* [Blocco di testo]:
* * *

Emerge una intensa capacità di analisi dell’animo umano, propria di chi, a differenza di quei miseri mortali obliti, conosce le leggi della natura (rerum natura : da qui il titolo) e sa che la causa del loro malessere è la subdola (suadet del v. 84) paura della morte, quasi personificata - come suggerisce anche l’uso del complemento d’agente ab eodem timore del v. 74 - che li costringe ad affannarsi (praestante labore, v.62), a macerarsi (macerat, v. 75), a rotolarsi nel fango e nelle tenebre (in tenebris volvi caenoque) di un inferno terrestre. Sì, perché, come il poeta dichiarerà nei vv. 978-1023, la vita dell’Inferno per gli stolti si avvera sulla terra (Hic Acherusia fit stultorum denique vita) e le pene, i castighi infernali che si immaginano nell’Acheronte in realtà sono nella nostra vita, sono rappresentazioni allegoriche dei tormenti e delle angosce dell’animo umano (Atque ea nimirum quaecumque Acheronte profondo/prodiga sunt esse, in vita sunt omnia nobis): il timore degli dei, la passione amorosa, l’ambizione, l’avidità. Ritorna anche l’immagine delle tenebre, ripresa in vitae odium lucisque videndae, che crea una paradossale antitesi con mortis formidine del verso precedente.
Nei vv. 82-84 sono ribaditi e riassunti gli effetti di questo timore (hunc timorem) in tre oggettive dipendenti da obliti, dove l’anafora di hunc enfatizza l’appassionato discorso polemico del poeta: fonte di angosce, distruzione del senso del pudore, rottura dei vincoli dell’amicizia. L’ultima conseguenza è espressa con una variazione della struttura sintattica, per cui timor da soggetto delle proposizioni infinitive diventa soggetto sottinteso del verbo suadet, acquistando maggiore risalto: si tratta della perdita della pietas che, come chiarisce il passo successivo introdotto da nam, sfocia nel tradimento della patria e dei genitori. Particolarmente solenni questi due versi 85-86, cui l’uso del perfetto gnomico prodiderunt conferisce un tono solenne, rafforzato dalle allitterazioni (/p/ e /t/) e dall’enjambement.

* * *

(Elementi archiviati)
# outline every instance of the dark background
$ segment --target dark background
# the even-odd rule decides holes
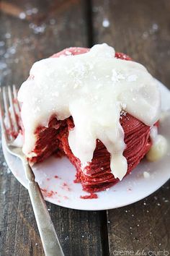
[[[0,1],[0,85],[19,87],[34,61],[102,42],[146,65],[170,88],[169,0]],[[44,255],[27,192],[1,150],[0,155],[0,255]],[[107,211],[48,203],[66,255],[170,253],[169,185]]]

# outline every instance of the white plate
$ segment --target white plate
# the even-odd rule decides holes
[[[162,96],[162,110],[170,109],[170,91],[158,82]],[[36,180],[45,189],[45,199],[55,205],[79,210],[106,210],[117,208],[137,202],[161,187],[170,178],[170,114],[162,121],[159,133],[168,140],[166,155],[161,161],[149,163],[143,160],[132,174],[115,186],[97,193],[97,199],[81,199],[81,195],[89,195],[82,190],[81,184],[73,183],[76,170],[66,158],[50,158],[42,163],[33,167]],[[27,187],[21,161],[9,154],[3,148],[5,159],[13,174]],[[150,174],[144,178],[143,172]],[[58,176],[55,177],[55,176]]]

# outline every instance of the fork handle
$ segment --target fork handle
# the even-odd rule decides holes
[[[46,256],[64,256],[38,184],[28,183],[28,192]]]

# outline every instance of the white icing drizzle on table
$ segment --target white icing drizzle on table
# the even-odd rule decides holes
[[[24,153],[33,150],[39,126],[48,127],[50,118],[73,116],[69,132],[73,153],[82,164],[90,162],[100,140],[110,153],[110,168],[115,178],[127,172],[124,131],[120,124],[122,110],[152,126],[160,114],[160,94],[154,78],[141,64],[115,58],[106,43],[89,52],[35,62],[18,93],[22,103]]]

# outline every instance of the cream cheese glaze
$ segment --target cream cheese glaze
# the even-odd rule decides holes
[[[93,158],[97,139],[110,153],[110,168],[115,178],[127,172],[124,132],[120,124],[122,110],[146,125],[159,118],[161,100],[155,79],[141,64],[115,58],[106,43],[95,45],[86,54],[49,58],[35,62],[30,77],[21,86],[24,127],[23,152],[34,149],[39,126],[48,127],[52,115],[63,120],[73,116],[75,127],[68,142],[82,165]]]

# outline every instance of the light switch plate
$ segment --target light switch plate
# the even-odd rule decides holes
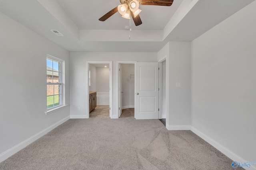
[[[176,87],[180,87],[180,82],[176,82]]]

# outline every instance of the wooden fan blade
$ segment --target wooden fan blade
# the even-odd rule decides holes
[[[170,6],[173,0],[141,0],[140,5]]]
[[[117,9],[117,6],[114,8],[112,10],[110,11],[109,12],[108,12],[106,14],[104,15],[102,18],[100,18],[99,20],[100,21],[106,21],[106,19],[112,16],[113,14],[115,14],[116,12],[117,12],[118,11],[118,10]]]
[[[134,21],[135,25],[140,25],[142,23],[142,22],[141,21],[141,20],[140,19],[140,17],[139,15],[138,15],[136,17],[134,17],[134,15],[133,14],[133,13],[131,12],[131,14],[132,15],[132,17],[133,21]]]

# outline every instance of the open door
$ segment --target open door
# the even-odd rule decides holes
[[[135,63],[135,117],[158,119],[158,63]]]
[[[119,64],[119,117],[121,116],[121,115],[122,115],[122,94],[123,92],[122,91],[122,64]]]

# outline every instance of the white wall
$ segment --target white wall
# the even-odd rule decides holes
[[[166,65],[169,65],[166,74],[169,74],[170,94],[169,124],[166,124],[166,128],[189,130],[191,121],[190,42],[170,42],[169,50],[169,61],[166,61]],[[177,82],[180,83],[180,87],[176,87]]]
[[[96,91],[109,93],[109,67],[96,67]]]
[[[89,90],[90,92],[96,92],[97,91],[97,84],[96,83],[96,80],[97,79],[96,67],[93,64],[89,64],[89,69],[91,74],[91,86],[89,87]]]
[[[134,64],[122,65],[122,109],[134,107]]]
[[[1,162],[69,119],[68,106],[45,113],[46,54],[65,61],[67,105],[70,87],[68,51],[0,12],[0,21]]]
[[[189,42],[169,42],[158,53],[166,59],[166,127],[189,130],[190,125],[191,45]],[[180,83],[180,87],[176,83]]]
[[[192,43],[192,125],[248,161],[256,159],[256,9],[254,1]]]
[[[86,103],[84,94],[88,93],[85,88],[86,76],[86,61],[113,61],[113,117],[118,118],[116,110],[117,101],[116,82],[116,61],[137,61],[157,62],[155,53],[70,53],[70,115],[72,116],[88,116],[88,105]],[[78,107],[81,110],[78,110]]]

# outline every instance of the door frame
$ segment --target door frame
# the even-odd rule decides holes
[[[86,61],[86,83],[85,83],[85,89],[87,90],[87,92],[85,94],[86,96],[86,103],[87,104],[87,113],[88,114],[87,115],[87,118],[89,117],[89,92],[90,90],[89,89],[89,68],[90,64],[109,64],[109,68],[110,69],[109,72],[109,117],[110,118],[113,118],[113,99],[112,99],[112,61]]]
[[[116,61],[116,110],[118,113],[117,114],[116,119],[119,118],[119,64],[134,64],[137,63],[137,61]],[[134,87],[135,87],[134,84]],[[120,109],[122,109],[120,108]]]
[[[158,105],[159,105],[159,108],[160,109],[159,110],[159,115],[158,115],[159,119],[162,119],[162,108],[163,107],[162,102],[162,63],[164,61],[166,61],[166,58],[167,58],[167,56],[166,56],[164,58],[162,58],[160,59],[158,61],[158,63],[159,64],[159,81],[158,81],[158,84],[159,84],[159,91],[158,93],[158,95],[159,95],[158,96],[159,96]],[[166,74],[166,75],[167,76],[167,74]],[[166,80],[166,82],[167,82],[167,80]],[[166,86],[166,88],[167,88],[167,86]],[[168,97],[169,95],[166,95],[166,98],[167,98],[167,96],[168,96]],[[167,121],[167,117],[168,112],[167,112],[167,107],[168,107],[168,105],[167,104],[167,99],[166,99],[166,108],[165,108],[166,111],[166,121]],[[168,120],[168,120],[168,123],[169,123]]]

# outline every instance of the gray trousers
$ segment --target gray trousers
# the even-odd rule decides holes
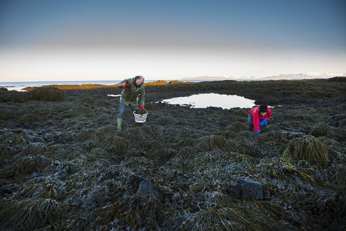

* * *

* [Compito A]:
Puoi riportare il commento sulla paura della morte, partendo dalle parole "Nei vv. 82-84" e fermandoti dopo "e /t/) e dall’enjambement.", ribattezzando "pudore" in "ritegno"?
* [Compito B]:
Puoi portare avanti il commento sulla paura della morte, riprendendo dopo la sua ultima frase?
Gli elementi provengono da un'altra fonte.

* [Risposta attesa A]:
Nei vv. 82-84 sono ribaditi e riassunti gli effetti di questo timore (hunc timorem) in tre oggettive dipendenti da obliti, dove l’anafora di hunc enfatizza l’appassionato discorso polemico del poeta: fonte di angosce, distruzione del senso del ritegno, rottura dei vincoli dell’amicizia. L’ultima conseguenza è espressa con una variazione della struttura sintattica, per cui timor da soggetto delle proposizioni infinitive diventa soggetto sottinteso del verbo suadet, acquistando maggiore risalto: si tratta della perdita della pietas che, come chiarisce il passo successivo introdotto da nam, sfocia nel tradimento della patria e dei genitori. Particolarmente solenni questi due versi 85-86, cui l’uso del perfetto gnomico prodiderunt conferisce un tono solenne, rafforzato dalle allitterazioni (/p/ e /t/) e dall’enjambement.

* [Risposta attesa B]:
Segue la famosa similitudine tra i timori degli uomini e quelli dei fanciulli spaventati dalle tenebre, a sottolineare le illusorie e inutili paure che angosciano l’esistenza umana: spicca in studiato rilievo caecis alla fine del v. 87, separato in enjambement da in tenebris, che richiama la caeca cupido del v.59 (questi esametri si ritrovano identici nel secondo libro). Il poeta insiste sulla metafora dell’assenza di luce, come conferma anche la ripetizione a breve distanza del termine tenebrae (v. 77, 88, 90, 91).
La formula dei vv. 91-93 (usata già nel I libro) conclude (igitur), ricollegandosi ai vv. 36 sgg. (anche nella ripresa dell’idea di dovere con necessest), e ribadisce lo scopo dei versi: discutere - ancora un’espressione dal forte impatto visivo come foras agere del v. 37 - hunc terrorem (riprende hunc timorem del v. 82) tenebrasque con la ratio, ossia la descrizione e lo studio della natura, espressa nell’efficace endiadi naturae species ratioque, centrale nell’ideologia che sorregge il poema. Ai lucida tela diei (v. 92) si sostituiscono i lucida carmina, i limpidi versi (I, 933-934), le vere armi del poeta per combattere la sua battaglia contro l’ignoranza e la superstizione e offrire, addolcita attraverso la poesia, una vera e propria medicina doloris per guarire i vulnera vitae.